* Extracted data *
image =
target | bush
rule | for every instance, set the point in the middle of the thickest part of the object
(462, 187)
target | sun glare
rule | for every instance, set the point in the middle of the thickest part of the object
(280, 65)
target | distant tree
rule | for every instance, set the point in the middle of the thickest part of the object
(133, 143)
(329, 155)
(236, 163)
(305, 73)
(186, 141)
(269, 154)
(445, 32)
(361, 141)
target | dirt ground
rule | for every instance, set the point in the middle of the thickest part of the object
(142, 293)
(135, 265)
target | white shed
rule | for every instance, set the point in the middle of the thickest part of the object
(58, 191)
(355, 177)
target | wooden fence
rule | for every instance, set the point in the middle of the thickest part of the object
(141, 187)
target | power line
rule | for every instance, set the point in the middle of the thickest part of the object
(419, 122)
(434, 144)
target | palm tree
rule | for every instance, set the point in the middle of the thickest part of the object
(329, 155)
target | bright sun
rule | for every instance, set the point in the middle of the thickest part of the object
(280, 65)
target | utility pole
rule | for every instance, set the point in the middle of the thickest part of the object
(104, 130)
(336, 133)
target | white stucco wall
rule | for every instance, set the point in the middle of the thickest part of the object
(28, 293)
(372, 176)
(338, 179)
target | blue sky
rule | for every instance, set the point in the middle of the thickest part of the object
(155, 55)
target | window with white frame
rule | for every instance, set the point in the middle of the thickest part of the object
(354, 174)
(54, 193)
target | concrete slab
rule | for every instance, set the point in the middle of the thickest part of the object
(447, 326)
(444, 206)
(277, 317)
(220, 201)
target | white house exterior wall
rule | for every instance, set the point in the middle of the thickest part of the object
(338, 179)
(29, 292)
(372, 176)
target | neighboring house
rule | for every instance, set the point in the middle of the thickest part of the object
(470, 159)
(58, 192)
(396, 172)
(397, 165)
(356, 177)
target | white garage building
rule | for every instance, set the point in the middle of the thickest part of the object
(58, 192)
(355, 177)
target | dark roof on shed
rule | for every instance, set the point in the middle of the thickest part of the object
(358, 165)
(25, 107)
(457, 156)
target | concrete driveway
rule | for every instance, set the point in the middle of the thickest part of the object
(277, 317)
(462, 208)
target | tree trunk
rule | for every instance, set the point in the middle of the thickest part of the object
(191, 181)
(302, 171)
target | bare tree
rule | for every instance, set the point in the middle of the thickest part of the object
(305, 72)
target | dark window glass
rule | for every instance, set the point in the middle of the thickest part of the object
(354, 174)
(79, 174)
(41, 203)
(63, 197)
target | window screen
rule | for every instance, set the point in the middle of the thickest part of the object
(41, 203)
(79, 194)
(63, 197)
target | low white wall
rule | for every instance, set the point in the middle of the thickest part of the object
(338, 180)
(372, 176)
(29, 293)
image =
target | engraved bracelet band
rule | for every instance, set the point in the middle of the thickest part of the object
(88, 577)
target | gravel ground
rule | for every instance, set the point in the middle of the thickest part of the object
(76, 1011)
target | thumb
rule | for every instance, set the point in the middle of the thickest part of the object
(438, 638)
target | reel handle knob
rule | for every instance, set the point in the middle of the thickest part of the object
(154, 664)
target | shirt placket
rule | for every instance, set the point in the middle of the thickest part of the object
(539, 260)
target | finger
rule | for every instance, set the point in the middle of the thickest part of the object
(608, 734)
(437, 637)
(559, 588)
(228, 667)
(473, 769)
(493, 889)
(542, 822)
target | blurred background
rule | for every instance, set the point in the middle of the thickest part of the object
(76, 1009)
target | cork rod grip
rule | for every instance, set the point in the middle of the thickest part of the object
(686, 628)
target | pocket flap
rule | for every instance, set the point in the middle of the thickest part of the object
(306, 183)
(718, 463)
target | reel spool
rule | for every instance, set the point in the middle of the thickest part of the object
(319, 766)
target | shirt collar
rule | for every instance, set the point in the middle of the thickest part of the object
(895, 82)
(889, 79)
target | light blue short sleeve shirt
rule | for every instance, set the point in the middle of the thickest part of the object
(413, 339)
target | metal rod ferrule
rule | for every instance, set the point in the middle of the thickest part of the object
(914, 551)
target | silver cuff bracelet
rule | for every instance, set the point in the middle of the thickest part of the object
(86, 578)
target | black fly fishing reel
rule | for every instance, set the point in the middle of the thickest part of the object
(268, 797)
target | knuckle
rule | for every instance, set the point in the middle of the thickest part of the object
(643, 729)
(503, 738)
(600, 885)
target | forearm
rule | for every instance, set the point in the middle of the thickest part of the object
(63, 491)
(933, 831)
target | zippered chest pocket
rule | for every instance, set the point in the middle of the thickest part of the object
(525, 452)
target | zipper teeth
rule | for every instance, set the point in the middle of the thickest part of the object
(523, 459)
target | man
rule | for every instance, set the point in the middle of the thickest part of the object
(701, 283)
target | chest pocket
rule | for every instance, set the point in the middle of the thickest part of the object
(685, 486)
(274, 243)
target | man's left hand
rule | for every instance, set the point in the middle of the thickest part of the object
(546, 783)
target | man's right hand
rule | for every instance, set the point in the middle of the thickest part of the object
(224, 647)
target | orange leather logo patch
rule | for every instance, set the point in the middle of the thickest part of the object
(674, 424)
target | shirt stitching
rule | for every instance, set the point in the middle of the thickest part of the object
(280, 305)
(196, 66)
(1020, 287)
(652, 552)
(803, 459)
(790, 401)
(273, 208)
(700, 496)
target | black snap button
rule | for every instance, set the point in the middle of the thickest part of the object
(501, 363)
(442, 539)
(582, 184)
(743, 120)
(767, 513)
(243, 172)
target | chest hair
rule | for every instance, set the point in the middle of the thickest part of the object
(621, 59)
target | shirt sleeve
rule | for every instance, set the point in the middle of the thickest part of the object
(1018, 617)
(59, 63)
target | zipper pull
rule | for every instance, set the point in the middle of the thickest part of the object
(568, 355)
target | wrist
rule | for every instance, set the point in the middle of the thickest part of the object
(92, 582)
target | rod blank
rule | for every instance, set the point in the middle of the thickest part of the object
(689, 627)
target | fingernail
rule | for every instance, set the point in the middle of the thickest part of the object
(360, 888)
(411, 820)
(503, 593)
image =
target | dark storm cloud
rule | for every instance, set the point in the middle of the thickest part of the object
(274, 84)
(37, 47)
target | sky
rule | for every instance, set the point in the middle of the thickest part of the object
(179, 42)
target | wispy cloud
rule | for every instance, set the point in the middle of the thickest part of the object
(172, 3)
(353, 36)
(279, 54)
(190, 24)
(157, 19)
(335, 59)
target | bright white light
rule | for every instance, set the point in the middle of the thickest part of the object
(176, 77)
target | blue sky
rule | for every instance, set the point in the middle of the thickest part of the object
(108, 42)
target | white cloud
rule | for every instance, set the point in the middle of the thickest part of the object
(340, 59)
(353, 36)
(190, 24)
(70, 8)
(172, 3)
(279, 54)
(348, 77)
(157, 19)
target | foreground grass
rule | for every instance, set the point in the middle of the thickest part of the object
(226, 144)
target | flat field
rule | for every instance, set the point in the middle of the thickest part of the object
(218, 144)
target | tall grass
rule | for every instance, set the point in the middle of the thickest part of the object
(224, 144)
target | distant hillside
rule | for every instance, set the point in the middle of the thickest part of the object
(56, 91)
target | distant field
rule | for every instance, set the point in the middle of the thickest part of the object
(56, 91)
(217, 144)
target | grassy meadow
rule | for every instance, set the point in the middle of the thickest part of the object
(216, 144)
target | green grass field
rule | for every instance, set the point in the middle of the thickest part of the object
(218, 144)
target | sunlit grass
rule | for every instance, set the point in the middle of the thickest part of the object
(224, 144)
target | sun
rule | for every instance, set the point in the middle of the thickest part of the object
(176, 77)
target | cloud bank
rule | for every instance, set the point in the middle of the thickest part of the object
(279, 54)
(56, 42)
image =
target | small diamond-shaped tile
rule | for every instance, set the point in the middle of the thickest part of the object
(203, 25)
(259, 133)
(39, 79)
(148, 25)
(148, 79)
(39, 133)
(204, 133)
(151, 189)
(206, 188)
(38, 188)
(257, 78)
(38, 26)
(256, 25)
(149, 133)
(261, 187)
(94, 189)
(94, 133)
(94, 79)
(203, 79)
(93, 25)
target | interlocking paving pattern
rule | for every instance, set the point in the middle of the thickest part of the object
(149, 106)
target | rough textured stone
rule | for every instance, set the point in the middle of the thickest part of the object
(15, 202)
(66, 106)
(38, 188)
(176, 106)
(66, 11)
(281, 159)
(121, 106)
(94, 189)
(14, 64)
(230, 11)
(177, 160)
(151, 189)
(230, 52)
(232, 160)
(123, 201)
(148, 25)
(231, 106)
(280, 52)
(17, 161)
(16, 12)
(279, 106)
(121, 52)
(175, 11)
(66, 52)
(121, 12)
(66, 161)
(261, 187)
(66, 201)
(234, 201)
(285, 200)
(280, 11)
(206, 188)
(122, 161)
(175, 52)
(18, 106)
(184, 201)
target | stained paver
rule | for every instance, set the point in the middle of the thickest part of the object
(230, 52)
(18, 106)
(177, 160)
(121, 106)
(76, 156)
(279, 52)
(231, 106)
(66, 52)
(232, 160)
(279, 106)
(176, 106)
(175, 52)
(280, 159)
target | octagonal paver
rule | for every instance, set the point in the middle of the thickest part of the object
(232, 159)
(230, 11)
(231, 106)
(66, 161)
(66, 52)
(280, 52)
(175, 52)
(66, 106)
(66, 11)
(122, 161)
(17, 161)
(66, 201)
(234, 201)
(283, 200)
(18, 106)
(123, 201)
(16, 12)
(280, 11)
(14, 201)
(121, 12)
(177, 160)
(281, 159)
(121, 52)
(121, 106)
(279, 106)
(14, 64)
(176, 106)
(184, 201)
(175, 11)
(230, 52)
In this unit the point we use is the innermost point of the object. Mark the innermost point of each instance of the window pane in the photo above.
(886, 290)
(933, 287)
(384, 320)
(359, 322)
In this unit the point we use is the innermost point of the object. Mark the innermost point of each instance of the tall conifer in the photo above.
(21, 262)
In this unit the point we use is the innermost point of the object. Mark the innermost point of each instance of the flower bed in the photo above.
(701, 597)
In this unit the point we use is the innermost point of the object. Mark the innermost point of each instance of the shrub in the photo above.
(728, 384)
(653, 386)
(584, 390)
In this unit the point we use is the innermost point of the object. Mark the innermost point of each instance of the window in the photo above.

* What the task asks *
Beginning at the line with "target | distant hillside" and ending at the line with "target | grassy meadow", reproduce each line of the data above exactly, and add no other lines.

* Exercise answer *
target | distant hillside
rule | for every instance, set the point in the middle of the thickest part of the object
(56, 91)
target | distant field
rule | for every instance, set the point in the middle of the thickest part of the object
(56, 91)
(217, 144)
target | grassy meadow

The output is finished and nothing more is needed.